The exercise: Quote the data verbatim from the line containing "Would you please identify the grey" up to and including the line containing "column 489, row 193".
· · · · · · ·
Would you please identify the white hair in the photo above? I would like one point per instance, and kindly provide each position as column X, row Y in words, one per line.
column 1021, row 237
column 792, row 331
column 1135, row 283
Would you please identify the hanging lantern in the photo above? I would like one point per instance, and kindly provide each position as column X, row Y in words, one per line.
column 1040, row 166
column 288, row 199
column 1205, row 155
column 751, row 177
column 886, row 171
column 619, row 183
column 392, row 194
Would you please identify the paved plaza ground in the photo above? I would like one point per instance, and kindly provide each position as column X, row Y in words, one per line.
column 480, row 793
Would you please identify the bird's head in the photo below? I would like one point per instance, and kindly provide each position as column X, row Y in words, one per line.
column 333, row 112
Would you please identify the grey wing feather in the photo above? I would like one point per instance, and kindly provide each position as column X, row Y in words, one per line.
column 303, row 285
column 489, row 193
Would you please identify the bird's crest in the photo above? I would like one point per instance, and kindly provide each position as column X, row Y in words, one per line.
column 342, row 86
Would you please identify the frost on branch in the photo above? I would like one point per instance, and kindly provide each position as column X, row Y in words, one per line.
· · · · · · ·
The reply:
Would you please identify the grey wing feather in the photo above? I would like one point per instance, and kindly provide each position as column X, row Y in words, one per line.
column 303, row 285
column 489, row 193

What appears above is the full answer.